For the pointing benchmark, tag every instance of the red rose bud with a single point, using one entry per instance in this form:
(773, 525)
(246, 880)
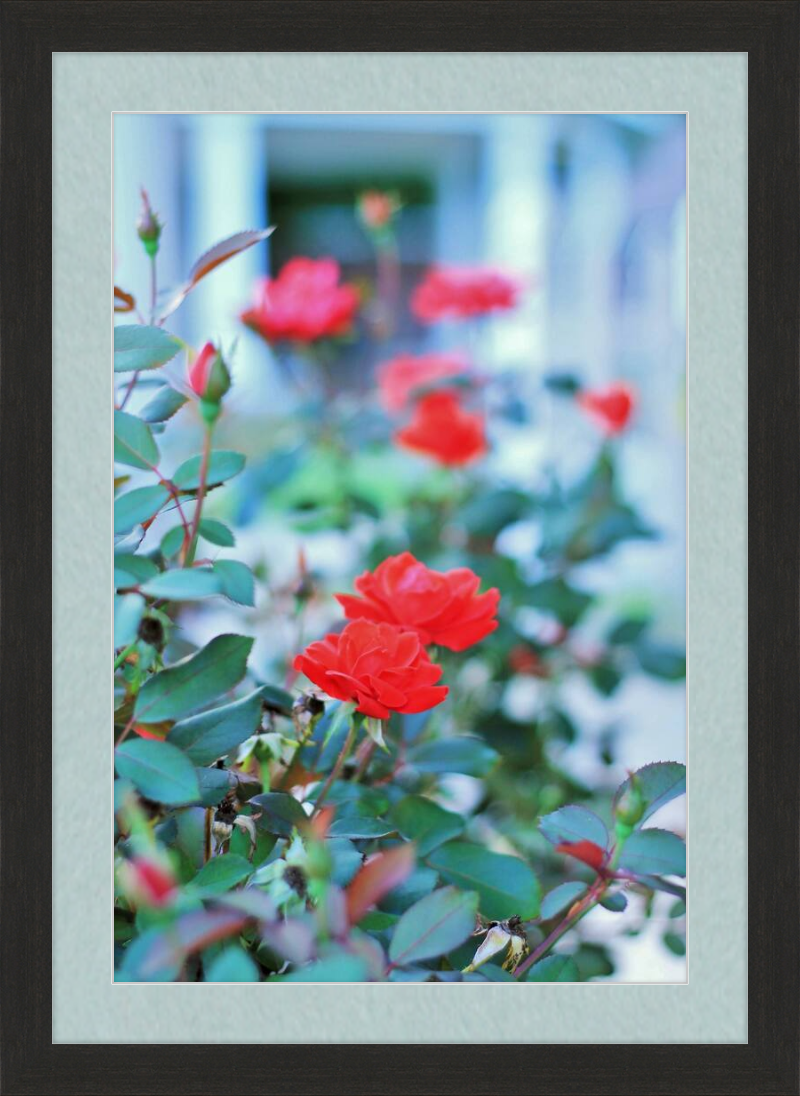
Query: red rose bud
(609, 408)
(443, 607)
(584, 851)
(303, 304)
(457, 293)
(378, 666)
(209, 379)
(149, 882)
(441, 429)
(148, 226)
(377, 209)
(408, 375)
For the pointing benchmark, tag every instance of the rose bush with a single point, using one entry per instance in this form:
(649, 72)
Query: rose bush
(374, 805)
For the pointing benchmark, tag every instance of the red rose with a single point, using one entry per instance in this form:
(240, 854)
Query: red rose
(149, 882)
(443, 430)
(407, 374)
(443, 607)
(376, 208)
(377, 665)
(610, 407)
(455, 293)
(304, 303)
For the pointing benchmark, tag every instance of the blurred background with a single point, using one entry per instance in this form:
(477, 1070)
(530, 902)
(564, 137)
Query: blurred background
(590, 213)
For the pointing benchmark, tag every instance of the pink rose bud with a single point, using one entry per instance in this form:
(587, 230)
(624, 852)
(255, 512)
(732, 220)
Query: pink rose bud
(208, 376)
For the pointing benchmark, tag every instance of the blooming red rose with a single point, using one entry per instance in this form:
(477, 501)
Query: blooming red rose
(443, 607)
(407, 374)
(455, 293)
(610, 407)
(443, 430)
(379, 666)
(304, 303)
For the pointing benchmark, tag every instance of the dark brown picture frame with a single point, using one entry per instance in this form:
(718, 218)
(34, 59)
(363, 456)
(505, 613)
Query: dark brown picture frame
(31, 31)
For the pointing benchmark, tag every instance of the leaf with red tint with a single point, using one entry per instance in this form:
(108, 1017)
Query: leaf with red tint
(379, 876)
(209, 260)
(152, 730)
(584, 851)
(123, 301)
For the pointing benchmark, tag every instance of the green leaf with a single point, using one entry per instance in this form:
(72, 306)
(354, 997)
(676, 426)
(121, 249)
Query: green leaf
(214, 784)
(675, 944)
(137, 506)
(656, 784)
(355, 826)
(433, 926)
(223, 465)
(506, 885)
(233, 965)
(562, 601)
(425, 823)
(420, 882)
(464, 754)
(128, 611)
(553, 969)
(216, 533)
(653, 853)
(137, 346)
(560, 898)
(215, 733)
(172, 541)
(664, 662)
(336, 969)
(159, 771)
(184, 585)
(133, 442)
(221, 874)
(163, 404)
(628, 630)
(574, 823)
(236, 581)
(132, 570)
(196, 681)
(281, 813)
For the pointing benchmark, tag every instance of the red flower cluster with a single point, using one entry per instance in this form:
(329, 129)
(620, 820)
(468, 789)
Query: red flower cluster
(457, 293)
(610, 407)
(377, 665)
(444, 608)
(305, 303)
(379, 661)
(443, 430)
(406, 375)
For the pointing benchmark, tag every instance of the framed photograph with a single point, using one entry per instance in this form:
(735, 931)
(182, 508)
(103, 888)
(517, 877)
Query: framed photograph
(438, 523)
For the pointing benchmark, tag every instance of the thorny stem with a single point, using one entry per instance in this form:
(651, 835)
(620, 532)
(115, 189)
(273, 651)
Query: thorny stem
(578, 911)
(153, 288)
(189, 554)
(365, 755)
(339, 765)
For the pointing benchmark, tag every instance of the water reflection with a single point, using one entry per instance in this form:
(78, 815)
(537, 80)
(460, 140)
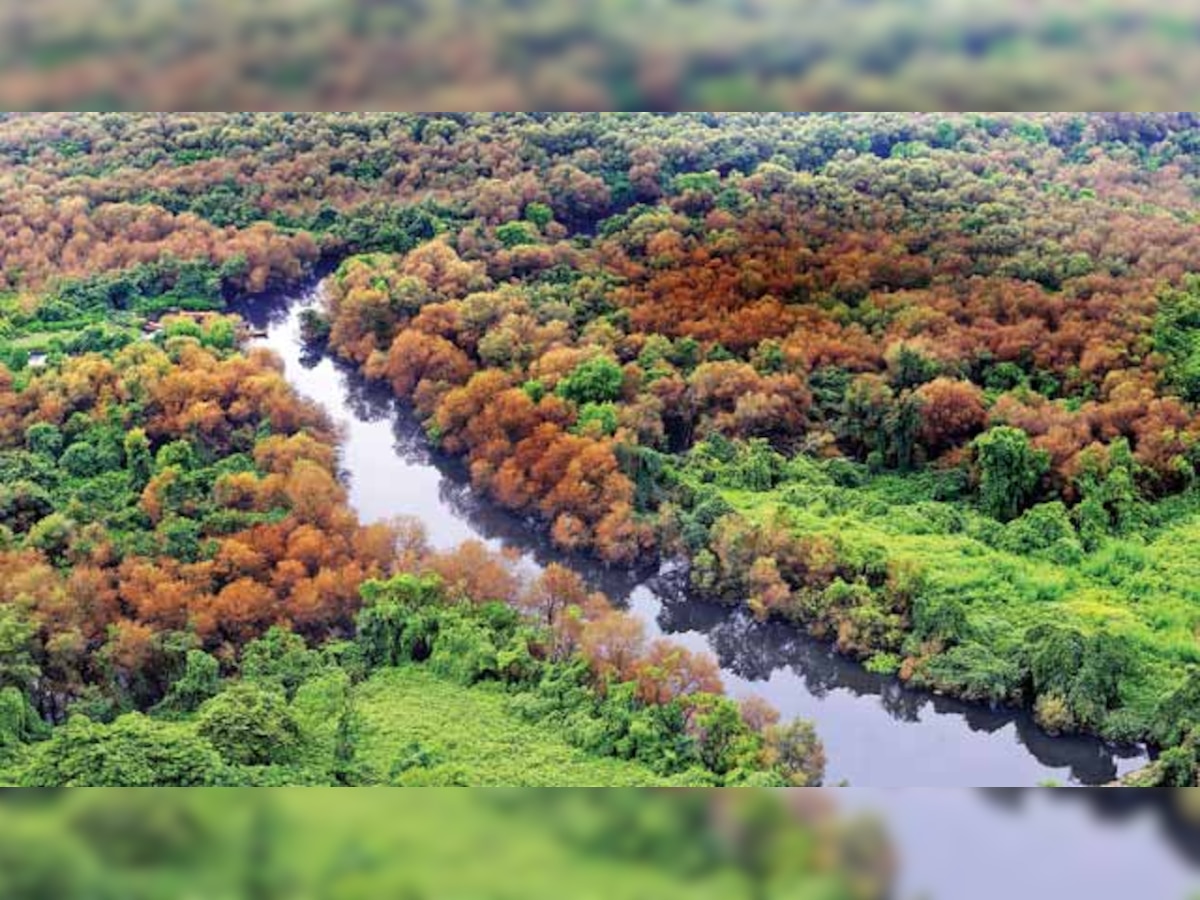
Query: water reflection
(995, 844)
(876, 731)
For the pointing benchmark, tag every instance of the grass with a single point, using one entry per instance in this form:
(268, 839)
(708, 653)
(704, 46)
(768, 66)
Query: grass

┄┄┄┄┄┄┄┄┄┄

_TASK DESCRIPTION:_ Reproduce all the records above with "pointing benchmark" switched to "point annotation set" everywhere and nothing else changed, leaving out the pictures.

_RESULT OF THIS TASK:_
For the point annotation set, tag every instance of the red rose bud with a single point, using one entry per instance in this form:
(773, 525)
(246, 880)
Query: red rose bud
(609, 408)
(443, 607)
(584, 851)
(303, 304)
(457, 293)
(378, 666)
(209, 379)
(149, 882)
(441, 429)
(148, 226)
(377, 209)
(408, 375)
For the point annotation set, tag every instance of the rose bush with a single point, using one entry per instance in this form:
(649, 72)
Query: rose bush
(374, 805)
For the point annotation set, tag every instance of the red rose with a single point, using one entry per instance in this form:
(240, 854)
Query: red rose
(149, 882)
(443, 430)
(407, 374)
(443, 607)
(376, 208)
(377, 665)
(610, 407)
(455, 293)
(304, 303)
For the point annotation set, tag every instance of the blurred background with a single point, using one entry per instance in this form:
(477, 1070)
(530, 902)
(564, 137)
Query: blurred background
(590, 213)
For the point annotation set, tag every instance of the pink rose bud with a single point, using one entry per instance in this form:
(587, 230)
(624, 852)
(255, 512)
(732, 220)
Query: pink rose bud
(208, 376)
For the point annotation set, tag every instance of the blooming red rose with a single point, using one entry per instance in this form:
(477, 501)
Query: blooming red rose
(443, 607)
(407, 374)
(455, 293)
(610, 407)
(443, 430)
(379, 666)
(304, 303)
For the point annotation set, tag every instance of the dark brown picture frame with a single point, using one entry per instance in this form:
(718, 218)
(34, 59)
(363, 456)
(505, 613)
Query: dark brown picture frame
(31, 31)
For the point annotation set, tag every instance of the leaf with red tint with a single point, using one entry per instance in this form:
(108, 1017)
Query: leaf with red tint
(379, 876)
(209, 260)
(152, 730)
(584, 851)
(123, 301)
For the point annotation set, tag every instance of the green leaf with a single point, using one entry per instance in this form:
(72, 306)
(354, 997)
(676, 426)
(121, 249)
Query: green leaf
(214, 784)
(675, 944)
(137, 506)
(656, 784)
(355, 826)
(433, 926)
(223, 465)
(506, 885)
(233, 965)
(562, 601)
(425, 823)
(420, 882)
(464, 754)
(128, 611)
(553, 969)
(216, 533)
(653, 853)
(137, 346)
(560, 898)
(215, 733)
(172, 541)
(664, 662)
(336, 969)
(159, 771)
(184, 585)
(133, 442)
(221, 874)
(163, 404)
(628, 630)
(574, 823)
(236, 581)
(132, 570)
(196, 681)
(281, 813)
For the point annotation set, tag every instance of the red flower cluster with a single point, using one entry per instance in this form:
(329, 129)
(620, 820)
(468, 789)
Query: red flower cluster
(457, 293)
(610, 407)
(377, 665)
(444, 608)
(305, 303)
(379, 661)
(443, 430)
(406, 375)
For the point annotation set, tag every instance of the framed photograph with a single point, using one entry per instance in this form:
(735, 931)
(182, 508)
(103, 888)
(517, 877)
Query: framed photograph
(438, 523)
For the point annotation set, tag every instance of the thorny stem with a single point, using one entry per instance in this form:
(651, 835)
(620, 532)
(115, 189)
(273, 651)
Query: thorny stem
(578, 911)
(153, 288)
(189, 554)
(365, 755)
(339, 765)
For the point annotation set, tag every instance of the water reflection with a single point, using one entry per instance in this form:
(78, 815)
(537, 80)
(460, 140)
Query: water reflection
(995, 844)
(876, 731)
For the point annotation set, tag every instance of the grass with a single point, using one entry per instance in this form:
(268, 839)
(708, 653)
(704, 46)
(768, 66)
Query: grass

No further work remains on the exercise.